**YOUR TASK:**
Please retype, word for word, the line containing "in: indicate the tree trunk, one point each." and every line after it through the end of the records, leaving out all pictures.

DATASET START

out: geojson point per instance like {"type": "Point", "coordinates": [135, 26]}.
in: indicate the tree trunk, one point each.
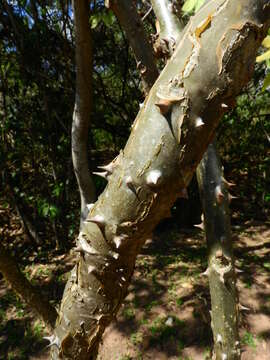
{"type": "Point", "coordinates": [126, 12]}
{"type": "Point", "coordinates": [83, 105]}
{"type": "Point", "coordinates": [32, 296]}
{"type": "Point", "coordinates": [217, 221]}
{"type": "Point", "coordinates": [208, 68]}
{"type": "Point", "coordinates": [220, 271]}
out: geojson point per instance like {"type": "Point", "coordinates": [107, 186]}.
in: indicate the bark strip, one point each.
{"type": "Point", "coordinates": [208, 68]}
{"type": "Point", "coordinates": [220, 271]}
{"type": "Point", "coordinates": [217, 228]}
{"type": "Point", "coordinates": [83, 104]}
{"type": "Point", "coordinates": [168, 26]}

DATASET END

**ANSWER TO THIS EXERCISE:**
in: indicate the tree trunk, one point each.
{"type": "Point", "coordinates": [126, 12]}
{"type": "Point", "coordinates": [83, 105]}
{"type": "Point", "coordinates": [32, 296]}
{"type": "Point", "coordinates": [217, 221]}
{"type": "Point", "coordinates": [208, 68]}
{"type": "Point", "coordinates": [220, 271]}
out: geojson point per instance like {"type": "Point", "coordinates": [107, 186]}.
in: indicate the bark strip, one point each.
{"type": "Point", "coordinates": [208, 68]}
{"type": "Point", "coordinates": [220, 271]}
{"type": "Point", "coordinates": [217, 228]}
{"type": "Point", "coordinates": [83, 104]}
{"type": "Point", "coordinates": [168, 26]}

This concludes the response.